Your output must match the records below character for character.

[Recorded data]
★ ★ ★ ★
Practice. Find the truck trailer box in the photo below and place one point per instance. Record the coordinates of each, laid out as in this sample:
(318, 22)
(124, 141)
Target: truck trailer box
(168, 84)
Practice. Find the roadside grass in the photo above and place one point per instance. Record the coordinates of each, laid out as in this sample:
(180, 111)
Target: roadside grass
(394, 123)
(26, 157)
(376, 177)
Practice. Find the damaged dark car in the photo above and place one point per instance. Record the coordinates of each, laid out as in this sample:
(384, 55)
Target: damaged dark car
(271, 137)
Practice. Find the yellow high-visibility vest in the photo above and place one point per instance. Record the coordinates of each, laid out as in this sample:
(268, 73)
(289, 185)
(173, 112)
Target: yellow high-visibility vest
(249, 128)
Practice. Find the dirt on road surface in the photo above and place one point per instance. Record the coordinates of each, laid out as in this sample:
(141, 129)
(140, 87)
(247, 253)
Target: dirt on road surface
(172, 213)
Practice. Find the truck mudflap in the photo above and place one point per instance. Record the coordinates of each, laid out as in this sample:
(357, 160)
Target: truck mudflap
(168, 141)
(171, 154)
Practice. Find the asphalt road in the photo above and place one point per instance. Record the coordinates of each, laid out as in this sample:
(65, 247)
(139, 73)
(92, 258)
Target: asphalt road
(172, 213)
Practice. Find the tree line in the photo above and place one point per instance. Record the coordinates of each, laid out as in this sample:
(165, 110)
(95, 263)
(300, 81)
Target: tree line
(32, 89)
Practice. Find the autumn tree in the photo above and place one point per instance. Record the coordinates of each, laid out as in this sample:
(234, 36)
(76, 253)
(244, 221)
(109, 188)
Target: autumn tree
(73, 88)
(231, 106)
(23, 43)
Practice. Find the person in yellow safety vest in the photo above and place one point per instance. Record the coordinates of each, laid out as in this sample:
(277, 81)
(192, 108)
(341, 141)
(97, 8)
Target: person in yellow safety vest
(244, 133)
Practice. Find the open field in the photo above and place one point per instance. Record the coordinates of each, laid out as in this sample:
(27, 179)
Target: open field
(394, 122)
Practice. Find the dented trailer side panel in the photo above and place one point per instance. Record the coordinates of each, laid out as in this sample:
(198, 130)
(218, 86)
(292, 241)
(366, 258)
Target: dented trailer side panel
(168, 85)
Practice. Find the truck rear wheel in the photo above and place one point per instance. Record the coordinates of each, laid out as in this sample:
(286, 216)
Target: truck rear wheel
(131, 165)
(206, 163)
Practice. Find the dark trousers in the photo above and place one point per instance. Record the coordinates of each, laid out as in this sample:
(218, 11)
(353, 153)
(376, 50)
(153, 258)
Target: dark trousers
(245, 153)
★ ★ ★ ★
» Answer box
Practice. Find the truck trailer box in the photo below and place one point per instance. Record the coordinates of each, laid out as in this sample:
(318, 22)
(124, 141)
Target: truck trailer box
(168, 84)
Practice. Find the roadside grass in the photo above and place one point per instance. Record the coordinates of each, laid out as in this sample:
(180, 111)
Target: roadside grass
(394, 123)
(26, 157)
(376, 177)
Practice. Find the damaged dark car in the photo above and place one point per instance. Record the coordinates of each, laid out as in this sample:
(384, 55)
Target: damaged dark car
(271, 137)
Practice. Find the yellow high-visibility vest in the photo above and place one point per instance. Record the coordinates of each, laid out as in this sample:
(268, 73)
(289, 185)
(173, 112)
Target: yellow high-visibility vest
(249, 128)
Practice. Find the dirt on road surface in the photo above and place one point per instance. Record the coordinates of each, laid out as in this sample:
(141, 129)
(140, 87)
(247, 253)
Target: dirt on road surface
(172, 213)
Practice. Find the truck mudflap in the photo above and place one point per instance. Record the coordinates of each, laid out as in this sample:
(357, 160)
Target: truck mudflap
(168, 141)
(171, 154)
Practice. Find the asphalt road in the photo above and place one point per instance. Record the coordinates of each, laid out as in this sample:
(65, 247)
(139, 73)
(92, 258)
Target: asphalt road
(172, 213)
Practice. Find the tree line in the photo above and place one point per instance. Record the coordinates of each, laid out as in this sample:
(165, 110)
(95, 263)
(300, 81)
Target: tree line
(32, 89)
Practice. Find the autumn tree in the photo above and place one point per instance. Record the coordinates of each, laid out as in this sample:
(234, 36)
(76, 253)
(244, 221)
(109, 188)
Target: autumn tree
(73, 88)
(231, 106)
(23, 43)
Practice. Find the person in yellow safety vest in the photo above and place one point per instance. Record the coordinates of each, laid out as in this sample:
(277, 81)
(192, 108)
(341, 141)
(97, 8)
Target: person in yellow safety vest
(244, 133)
Practice. Find the open field in the photo above and place one point per instance. Record the coordinates of each, laid out as in this sample:
(27, 179)
Target: open field
(394, 122)
Practice. Find the dented trailer side panel in the photo above and place one point per instance. Record the coordinates of each, laid out as in this sample:
(198, 130)
(218, 86)
(292, 241)
(366, 258)
Target: dented trailer side panel
(168, 85)
Practice. Find the truck rear wheel in the photo above and place one point per instance. Record the coordinates of each, laid out as in this sample:
(286, 216)
Target: truck rear wheel
(131, 165)
(206, 163)
Practice. Find the dark trousers in the photo above and place one point per instance. Record the coordinates of each, laid out as in this sample:
(218, 11)
(353, 153)
(376, 50)
(153, 258)
Target: dark trousers
(245, 153)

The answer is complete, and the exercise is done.